Write out every line of the items as a numbered list, omitting blank lines and leaving the pictures out.

(Dataset entries)
※ ※ ※

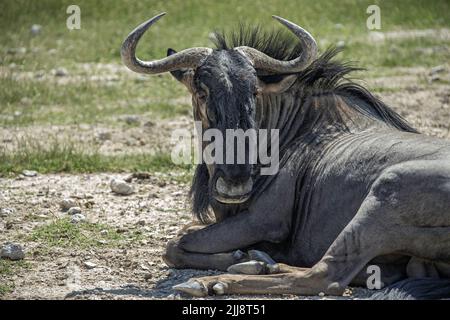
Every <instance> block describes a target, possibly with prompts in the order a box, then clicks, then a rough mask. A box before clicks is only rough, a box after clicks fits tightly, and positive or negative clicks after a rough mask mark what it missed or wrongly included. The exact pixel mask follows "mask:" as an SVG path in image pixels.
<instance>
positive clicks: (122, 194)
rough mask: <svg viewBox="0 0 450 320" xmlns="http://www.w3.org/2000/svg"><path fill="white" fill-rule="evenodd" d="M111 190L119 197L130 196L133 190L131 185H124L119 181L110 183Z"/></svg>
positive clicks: (113, 180) (112, 181)
mask: <svg viewBox="0 0 450 320" xmlns="http://www.w3.org/2000/svg"><path fill="white" fill-rule="evenodd" d="M110 187H111V190H112V191H113V192H114V193H117V194H120V195H130V194H132V193H134V188H133V186H132V185H130V184H128V183H126V182H125V181H123V180H121V179H112V180H111V183H110Z"/></svg>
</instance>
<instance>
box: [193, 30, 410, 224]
mask: <svg viewBox="0 0 450 320" xmlns="http://www.w3.org/2000/svg"><path fill="white" fill-rule="evenodd" d="M211 40H212V42H213V43H214V45H215V48H216V49H217V50H231V49H233V48H235V47H239V46H248V47H252V48H255V49H257V50H259V51H261V52H263V53H265V54H267V55H268V56H270V57H273V58H275V59H278V60H292V59H294V58H295V57H298V56H299V55H300V54H301V53H302V50H303V48H302V47H301V45H300V44H299V42H298V40H297V39H296V38H295V37H294V36H293V35H292V34H291V33H289V32H287V31H285V30H283V29H281V30H273V31H271V32H267V31H264V30H262V28H261V27H260V26H257V27H248V26H245V25H242V24H241V25H240V26H239V28H238V30H236V31H234V32H231V33H229V34H225V33H224V32H219V31H216V32H214V34H213V37H211ZM340 51H341V50H339V49H336V48H329V49H327V50H326V51H325V52H323V53H322V54H321V55H320V56H319V57H318V58H317V59H316V60H315V61H313V63H311V65H310V66H309V67H307V68H306V69H305V70H303V71H301V72H299V73H297V75H298V79H297V82H296V85H298V86H299V87H301V88H302V92H303V93H302V97H301V98H302V100H303V99H306V98H308V97H311V96H314V98H319V99H320V97H323V98H324V99H323V103H324V104H332V101H333V99H329V97H330V95H335V96H340V97H342V98H343V99H344V100H345V102H346V104H347V105H348V106H349V107H350V108H352V109H354V110H357V111H358V112H360V113H362V114H365V115H367V116H369V117H372V118H374V119H376V120H378V121H383V122H385V123H387V124H388V125H390V126H392V127H394V128H396V129H398V130H400V131H405V132H413V133H417V132H418V131H417V130H416V129H414V128H413V127H411V126H410V125H409V124H408V123H407V122H406V120H405V119H403V118H402V117H401V116H400V115H399V114H398V113H396V112H395V111H393V110H392V109H391V108H389V107H388V106H387V105H386V104H384V103H383V102H382V101H381V100H380V99H378V98H377V97H375V96H374V95H372V94H371V93H370V92H369V91H368V90H367V89H366V88H365V87H363V86H362V85H360V84H357V83H355V82H353V81H352V80H350V78H349V77H348V76H349V75H350V74H351V73H352V72H354V71H358V70H363V69H362V68H359V67H356V66H354V65H353V64H352V63H349V62H342V61H339V60H337V59H336V55H337V54H338V53H339V52H340ZM260 78H261V79H262V80H263V81H264V82H267V83H270V82H277V81H279V80H281V76H277V75H273V76H261V77H260ZM330 101H331V102H330ZM329 107H330V108H332V107H333V106H332V105H330V106H329ZM208 179H209V175H208V171H207V168H206V165H204V164H201V165H198V166H197V168H196V172H195V174H194V179H193V181H192V186H191V191H190V196H191V201H192V211H193V213H194V214H195V216H196V217H197V218H198V219H199V220H200V221H202V222H203V223H210V222H211V217H210V212H209V204H210V200H211V199H210V195H209V190H208Z"/></svg>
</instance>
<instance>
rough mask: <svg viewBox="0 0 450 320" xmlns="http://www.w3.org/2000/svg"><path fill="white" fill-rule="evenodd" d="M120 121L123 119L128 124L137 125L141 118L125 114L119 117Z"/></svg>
mask: <svg viewBox="0 0 450 320" xmlns="http://www.w3.org/2000/svg"><path fill="white" fill-rule="evenodd" d="M120 119H121V120H122V121H125V122H126V124H129V125H133V124H134V125H137V124H140V123H141V119H140V117H139V116H138V115H125V116H122V117H121V118H120Z"/></svg>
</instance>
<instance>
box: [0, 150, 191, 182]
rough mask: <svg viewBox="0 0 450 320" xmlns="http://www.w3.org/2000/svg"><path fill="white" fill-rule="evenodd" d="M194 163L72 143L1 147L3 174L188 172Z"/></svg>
mask: <svg viewBox="0 0 450 320" xmlns="http://www.w3.org/2000/svg"><path fill="white" fill-rule="evenodd" d="M190 168H191V165H185V164H180V165H178V164H174V163H173V161H172V159H171V156H170V154H168V153H163V152H160V153H155V154H130V155H104V154H100V153H99V152H97V151H95V150H94V151H91V152H89V151H86V150H82V149H80V147H76V146H74V145H73V144H62V143H58V142H54V143H50V144H49V146H47V147H44V146H42V145H41V144H39V143H31V142H29V141H28V142H26V143H24V144H23V145H21V146H20V147H19V148H18V149H17V150H16V151H15V152H13V153H11V152H9V151H6V150H2V149H0V176H2V175H3V176H6V175H11V174H17V173H20V172H22V171H23V170H35V171H37V172H39V173H58V172H70V173H91V172H129V171H133V172H135V171H148V172H172V171H175V172H185V171H188V170H189V169H190Z"/></svg>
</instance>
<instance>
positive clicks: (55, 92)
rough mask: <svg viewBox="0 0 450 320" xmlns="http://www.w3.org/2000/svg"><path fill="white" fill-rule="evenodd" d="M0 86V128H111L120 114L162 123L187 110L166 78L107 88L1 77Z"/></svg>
mask: <svg viewBox="0 0 450 320" xmlns="http://www.w3.org/2000/svg"><path fill="white" fill-rule="evenodd" d="M168 83H170V84H171V85H168ZM0 84H1V85H0V101H2V102H3V103H2V105H1V106H0V124H1V125H4V126H24V125H29V124H39V123H40V124H80V123H88V124H91V123H97V124H99V123H108V124H110V125H111V124H112V125H115V124H117V121H115V120H117V119H118V118H119V117H120V115H123V114H145V115H147V116H149V117H151V118H156V119H164V118H173V117H176V116H179V115H186V114H189V113H190V111H191V107H190V106H187V105H186V104H183V103H176V102H174V99H175V98H176V97H182V96H183V94H186V92H185V91H184V88H182V87H181V85H179V84H178V83H177V82H176V81H175V80H173V79H171V78H170V76H168V75H165V76H164V77H158V78H152V77H149V78H148V81H140V82H133V81H131V82H127V81H118V82H113V83H112V84H109V83H105V82H101V81H97V82H94V81H90V80H84V81H75V82H73V83H69V84H57V83H56V82H54V81H35V80H33V79H20V80H18V79H15V78H13V77H12V76H2V77H0ZM155 92H157V94H155ZM24 102H25V103H24ZM17 112H19V114H16V113H17ZM112 115H114V116H112Z"/></svg>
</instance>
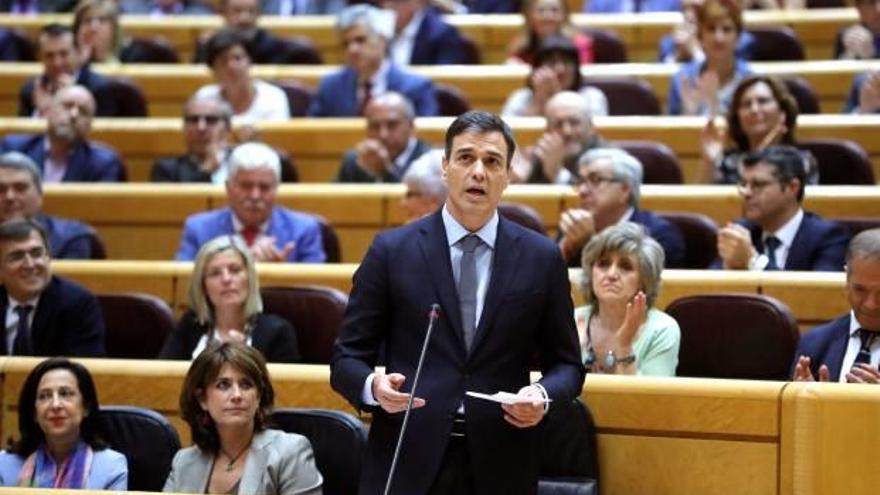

※ ※ ※

WRITTEN ANSWER:
1. Every <instance> block describes a target, possibly with prompts in the order a box, then clicks, then a rough mask. A box before clicks is only rough, a box after clicks fits tightly, and positive or negative clicks after a rough mask mark what it missed or wrongly included. The exact pixel mask follows "mask:" as an SVG path in image pixels.
2. <instance>
3. positive clicks: (122, 194)
4. rough mask: <svg viewBox="0 0 450 320" xmlns="http://www.w3.org/2000/svg"><path fill="white" fill-rule="evenodd" d="M111 190L119 197L130 196L133 190L131 185H124L119 181L110 183Z"/></svg>
5. positive clicks: (113, 180) (112, 181)
6. mask: <svg viewBox="0 0 450 320" xmlns="http://www.w3.org/2000/svg"><path fill="white" fill-rule="evenodd" d="M110 187H111V190H112V191H113V192H114V193H117V194H120V195H130V194H132V193H134V188H133V186H132V185H130V184H128V183H126V182H125V181H123V180H121V179H112V180H111V183H110Z"/></svg>
7. </instance>
8. <instance>
9. box: [193, 30, 410, 224]
10. mask: <svg viewBox="0 0 450 320" xmlns="http://www.w3.org/2000/svg"><path fill="white" fill-rule="evenodd" d="M211 40H212V42H213V43H214V45H215V48H216V49H217V50H231V49H233V48H235V47H239V46H248V47H252V48H255V49H257V50H259V51H261V52H263V53H265V54H267V55H268V56H270V57H273V58H275V59H278V60H292V59H294V58H295V57H298V56H299V55H300V54H301V53H302V50H303V48H302V47H301V45H300V44H299V42H298V40H297V39H296V38H295V37H294V36H293V35H292V34H291V33H289V32H287V31H285V30H283V29H281V30H273V31H271V32H267V31H264V30H262V28H261V27H260V26H257V27H248V26H245V25H242V24H241V25H240V26H239V28H238V30H236V31H234V32H231V33H229V34H225V33H224V32H219V31H216V32H214V34H213V37H211ZM340 51H341V50H339V49H336V48H329V49H327V50H326V51H325V52H323V53H322V54H321V55H320V56H319V57H318V58H317V59H316V60H315V61H313V63H311V65H310V66H309V67H307V68H306V69H305V70H303V71H301V72H299V73H297V75H298V79H297V82H296V85H298V86H299V87H301V88H302V92H303V93H302V97H301V98H302V100H303V99H306V98H308V97H311V96H314V98H319V99H320V97H323V98H324V99H323V103H324V104H332V101H333V99H329V97H330V95H335V96H340V97H342V98H343V99H344V100H345V102H346V104H347V105H348V106H349V107H350V108H352V109H354V110H357V111H358V112H360V113H362V114H365V115H367V116H369V117H372V118H374V119H376V120H378V121H383V122H385V123H387V124H388V125H390V126H392V127H394V128H396V129H398V130H400V131H405V132H413V133H417V132H418V131H417V130H416V129H414V128H413V127H411V126H410V125H409V124H408V123H407V122H406V120H405V119H403V118H402V117H401V116H400V115H399V114H398V113H396V112H395V111H393V110H392V109H391V108H389V107H388V106H387V105H386V104H384V103H383V102H382V101H381V100H380V99H378V98H377V97H375V96H374V95H372V94H371V93H370V92H369V91H368V90H367V89H366V88H365V87H363V86H362V85H360V84H357V83H355V82H353V81H352V80H350V78H349V77H348V76H349V75H350V74H351V73H352V72H354V71H358V70H363V69H362V68H359V67H356V66H354V65H353V64H352V63H349V62H342V61H339V60H337V59H336V55H337V54H338V53H339V52H340ZM260 78H261V79H262V80H263V81H264V82H267V83H270V82H277V81H279V80H281V76H277V75H273V76H261V77H260ZM330 101H331V102H330ZM329 107H330V108H332V107H333V106H332V105H330V106H329ZM208 179H209V175H208V171H207V168H206V165H204V164H201V165H198V166H197V168H196V172H195V174H194V179H193V181H192V186H191V191H190V196H191V201H192V211H193V213H194V214H195V216H196V217H197V218H198V219H199V220H200V221H202V222H203V223H210V222H211V217H210V212H209V204H210V200H211V199H210V195H209V190H208Z"/></svg>
11. </instance>
12. <instance>
13. rough mask: <svg viewBox="0 0 450 320" xmlns="http://www.w3.org/2000/svg"><path fill="white" fill-rule="evenodd" d="M120 121L123 119L128 124L137 125L141 118L125 114L119 117Z"/></svg>
14. mask: <svg viewBox="0 0 450 320" xmlns="http://www.w3.org/2000/svg"><path fill="white" fill-rule="evenodd" d="M120 119H121V120H122V121H125V122H126V124H129V125H133V124H134V125H137V124H140V123H141V119H140V117H139V116H138V115H125V116H122V117H121V118H120Z"/></svg>
15. </instance>
16. <instance>
17. box: [0, 150, 191, 182]
18. rough mask: <svg viewBox="0 0 450 320" xmlns="http://www.w3.org/2000/svg"><path fill="white" fill-rule="evenodd" d="M194 163L72 143L1 147L3 174L188 172Z"/></svg>
19. mask: <svg viewBox="0 0 450 320" xmlns="http://www.w3.org/2000/svg"><path fill="white" fill-rule="evenodd" d="M190 168H191V165H185V164H180V165H178V164H174V163H173V161H172V159H171V156H170V154H168V153H163V152H160V153H155V154H130V155H104V154H100V153H99V152H97V151H95V150H94V151H91V152H89V151H86V150H82V149H80V147H76V146H74V145H73V144H62V143H58V142H54V143H50V144H49V146H47V147H44V146H42V145H41V144H39V143H31V142H29V141H28V142H26V143H24V144H23V145H21V146H20V147H19V148H18V149H17V150H16V151H15V152H13V153H11V152H9V151H6V150H2V149H0V176H2V175H3V176H6V175H11V174H17V173H20V172H22V171H23V170H35V171H37V172H39V173H58V172H70V173H91V172H129V171H133V172H135V171H148V172H172V171H175V172H185V171H188V170H189V169H190Z"/></svg>
20. </instance>
21. <instance>
22. positive clicks: (55, 92)
23. rough mask: <svg viewBox="0 0 450 320" xmlns="http://www.w3.org/2000/svg"><path fill="white" fill-rule="evenodd" d="M0 86V128H111L120 114L162 123L187 110L166 78L107 88L1 77Z"/></svg>
24. mask: <svg viewBox="0 0 450 320" xmlns="http://www.w3.org/2000/svg"><path fill="white" fill-rule="evenodd" d="M168 83H170V84H171V85H168ZM0 84H1V85H0V101H2V102H3V103H2V105H1V106H0V124H1V125H4V126H24V125H29V124H39V123H40V124H80V123H88V124H91V123H97V124H99V123H108V124H110V125H111V124H112V125H115V124H117V121H115V120H117V119H118V118H119V117H120V115H123V114H145V115H147V116H149V117H151V118H156V119H164V118H173V117H176V116H179V115H186V114H189V113H190V111H191V107H190V106H187V105H186V104H183V103H176V102H174V99H175V98H176V97H182V96H183V94H186V92H185V91H184V88H182V87H181V85H179V84H178V83H177V82H176V81H175V80H173V79H171V78H170V76H168V75H165V76H164V77H158V78H152V77H149V78H148V81H140V82H133V81H131V82H127V81H118V82H113V83H112V84H109V83H105V82H101V81H97V82H94V81H90V80H84V81H75V82H73V83H69V84H57V83H56V82H54V81H35V80H33V79H20V80H18V79H15V78H13V77H12V76H2V77H0ZM155 92H157V94H155ZM24 102H25V103H24ZM17 112H19V114H16V113H17ZM112 115H114V116H112Z"/></svg>
25. </instance>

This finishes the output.